--- start of DATASET ---

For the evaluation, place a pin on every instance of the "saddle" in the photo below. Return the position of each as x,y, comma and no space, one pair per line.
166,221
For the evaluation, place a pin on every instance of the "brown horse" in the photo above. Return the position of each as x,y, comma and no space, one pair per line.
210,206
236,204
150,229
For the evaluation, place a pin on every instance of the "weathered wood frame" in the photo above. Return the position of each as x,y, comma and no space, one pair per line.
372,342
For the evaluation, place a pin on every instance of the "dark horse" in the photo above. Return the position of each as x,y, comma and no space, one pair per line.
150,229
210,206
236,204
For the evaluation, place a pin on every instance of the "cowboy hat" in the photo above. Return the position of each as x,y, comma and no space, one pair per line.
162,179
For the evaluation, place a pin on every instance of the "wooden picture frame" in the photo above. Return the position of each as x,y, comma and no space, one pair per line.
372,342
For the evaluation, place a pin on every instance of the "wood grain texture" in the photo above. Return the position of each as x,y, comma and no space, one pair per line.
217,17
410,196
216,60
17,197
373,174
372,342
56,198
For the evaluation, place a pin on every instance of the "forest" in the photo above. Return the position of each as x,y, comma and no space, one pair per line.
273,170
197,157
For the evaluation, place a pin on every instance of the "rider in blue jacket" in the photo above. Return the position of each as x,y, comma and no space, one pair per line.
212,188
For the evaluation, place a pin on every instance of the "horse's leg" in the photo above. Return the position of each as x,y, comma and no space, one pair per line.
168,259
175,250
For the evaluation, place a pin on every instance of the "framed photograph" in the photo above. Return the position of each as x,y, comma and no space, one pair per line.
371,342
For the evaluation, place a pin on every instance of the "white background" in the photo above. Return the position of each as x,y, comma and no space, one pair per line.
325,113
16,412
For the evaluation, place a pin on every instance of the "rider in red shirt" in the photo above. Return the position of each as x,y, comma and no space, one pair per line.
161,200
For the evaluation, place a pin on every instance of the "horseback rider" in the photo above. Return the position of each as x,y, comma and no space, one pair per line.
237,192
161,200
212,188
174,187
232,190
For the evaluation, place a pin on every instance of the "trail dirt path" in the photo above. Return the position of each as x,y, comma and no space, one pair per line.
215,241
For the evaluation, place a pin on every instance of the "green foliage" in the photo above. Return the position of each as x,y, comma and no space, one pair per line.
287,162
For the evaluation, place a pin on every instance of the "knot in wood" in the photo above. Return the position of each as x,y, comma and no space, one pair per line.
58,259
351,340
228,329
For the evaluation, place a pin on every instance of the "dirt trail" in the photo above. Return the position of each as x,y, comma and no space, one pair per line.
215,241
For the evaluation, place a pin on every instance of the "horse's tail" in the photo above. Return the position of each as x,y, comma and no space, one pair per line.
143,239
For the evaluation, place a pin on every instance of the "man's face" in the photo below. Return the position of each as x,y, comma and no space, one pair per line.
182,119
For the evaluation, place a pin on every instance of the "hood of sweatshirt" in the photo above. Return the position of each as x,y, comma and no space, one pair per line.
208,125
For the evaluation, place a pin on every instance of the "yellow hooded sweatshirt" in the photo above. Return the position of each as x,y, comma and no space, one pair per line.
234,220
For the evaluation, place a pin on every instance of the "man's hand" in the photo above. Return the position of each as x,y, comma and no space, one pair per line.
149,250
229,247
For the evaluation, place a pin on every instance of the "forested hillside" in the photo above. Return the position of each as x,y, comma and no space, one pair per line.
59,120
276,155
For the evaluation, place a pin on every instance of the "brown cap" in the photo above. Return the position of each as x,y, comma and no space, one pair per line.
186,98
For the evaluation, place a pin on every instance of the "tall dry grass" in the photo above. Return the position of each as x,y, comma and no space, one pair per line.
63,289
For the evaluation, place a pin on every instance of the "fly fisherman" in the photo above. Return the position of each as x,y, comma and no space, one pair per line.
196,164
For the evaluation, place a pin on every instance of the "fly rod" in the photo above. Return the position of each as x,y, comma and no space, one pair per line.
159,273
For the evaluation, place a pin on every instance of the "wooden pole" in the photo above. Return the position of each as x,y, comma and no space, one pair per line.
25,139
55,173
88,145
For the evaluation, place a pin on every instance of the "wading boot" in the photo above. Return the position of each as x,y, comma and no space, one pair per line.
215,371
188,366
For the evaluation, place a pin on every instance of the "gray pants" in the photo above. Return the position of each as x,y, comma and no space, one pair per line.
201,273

--- end of DATASET ---

WRITTEN REQUEST: Restate every entry word for word.

SOLUTION TO THIS EXERCISE:
For the evaluation, place a pin on every instance of the "saddle" in the photo below. Return the position of each as x,y, comma and no space, one pair per line.
166,221
For the evaluation, place a pin on every instance of the "brown horse" in the photo above. Return the position of each as x,y, comma and no space, one pair per line.
210,206
236,204
150,229
For the evaluation, place a pin on every instance of the "weathered wood frame" in the photo above. Return the position of each as x,y, comma and no space, one pair per line.
372,342
For the evaluation, place a pin on every instance of the "dark horse" in the photo above. Return the position of each as x,y, comma and no space, one pair per line.
150,229
210,206
236,204
For the evaluation, place a pin on every instance of the "cowboy hat" in the photo above. Return the position of each as x,y, comma and no space, one pair per line.
162,179
For the evaluation, place a pin on every instance of the "wooden picture frame" in the photo above. Return the position of each as x,y, comma and no space, one pair per line.
372,342
For the evaluation, place a pin on every instance of the "wood grain texture" in the photo above. Return the position of each as x,y, comma and no space, one pair per line.
217,17
410,196
216,60
17,197
373,174
372,342
56,198
For the evaluation, place a pin on every instance of the "forest" in the photo above. Return the position of each as x,y, comma and no space, one pair per line.
273,170
197,157
For the evaluation, place a pin on every instance of the "rider in blue jacket" in the photo above. Return the position of each as x,y, comma and no space, one pair per line.
212,188
For the evaluation, place a pin on every instance of the "horse's leg" in the photo above. Return the position of each as x,y, comma and no space, one pair per line.
168,259
175,250
For the evaluation, place a pin on every instance of the "framed photograph" in the photo above. Return the position of each as x,y, comma and no space, one pair per line.
371,342
For the evaluation, place a pin on every instance of the "white background" in the photo above. Return the position of each as x,y, comma and no space, one pair per line.
325,113
16,412
For the evaluation, place a pin on every instance of the "rider in red shirt" in the photo above. Return the position of each as x,y, comma and no space, one pair per line.
161,200
For the evaluation, place a pin on every instance of the "horseback rider" in the photo above. Return the position of each as x,y, comma and no space, one pair per line.
237,192
161,200
212,188
174,187
232,190
For the evaluation, place a pin on every instance of the "trail dirt path" in the photo above. Return the position of each as x,y, comma and no space, one pair per line.
215,241
For the evaluation, place a pin on every instance of the "green foliage" in the photo above. Return the position of each as x,y, comma and no space, one pair per line.
287,162
For the evaluation, place a pin on every instance of the "knot in wood" in the photo above. Return the position of each as x,y, comma and no space, one pair per line.
58,259
351,340
228,329
For the evaluation, place a pin on every instance of the "dirt trail" in the photo above. Return the position of each as x,y, comma and no space, one pair per line.
215,241
For the evaluation, place a pin on every instance of the "horse's tail" in the photo above. Return the position of each as x,y, comma and no space, one pair per line.
143,239
For the evaluation, place a pin on every instance of the "man's face" in the photo below. Return the position of each as x,y, comma and no space, one pair per line.
182,119
For the evaluation, place a pin on every instance of the "hood of sweatshirt" in the photo above. Return the position of each as x,y, comma and no space, one pair per line.
208,125
For the evaluation, place a pin on every instance of the "yellow hooded sweatshirt" in the photo above. Return the position of each as x,y, comma and no space, one pair per line.
234,220
For the evaluation, place a pin on every instance of the "man's hand" in the photo above. Return the position of each as x,y, comma and no space, one pair per line.
149,250
229,247
For the evaluation, place a pin on every instance of the "forested hillside" in the photo above. Return the position of each as x,y, comma and no space, one pair per line.
59,120
276,155
For the evaluation, place a pin on every instance of the "brown cap" in the photo above. Return the position of each as x,y, comma and no space, one pair per line.
186,98
For the evaluation, place a pin on every instance of the "tall dry grass" in the photo above. Return the position of each as x,y, comma and no space, one pair per line.
63,289
For the evaluation, place a pin on every instance of the "fly fisherman" in the photo above. Return the position of each as x,y, comma and no space, one pair per line.
196,164
For the evaluation, place a pin on every instance of the "fly rod" in the photo above. Return the position of each as x,y, comma and no space, one pair per line.
159,273
For the evaluation, place a pin on every instance of the "wooden pole" in the photo above. Return the position of each as x,y, comma and no space, one pair per line.
25,139
55,173
88,145
For the evaluation, place a pin on every instance of the "wading boot" in the photo above. Return the position of each as x,y, comma and no space, one pair per line.
215,371
188,366
For the evaluation, place a pin on every instance of the "gray pants" in the photo above. Return the position of each as x,y, comma and no space, one pair per line.
201,273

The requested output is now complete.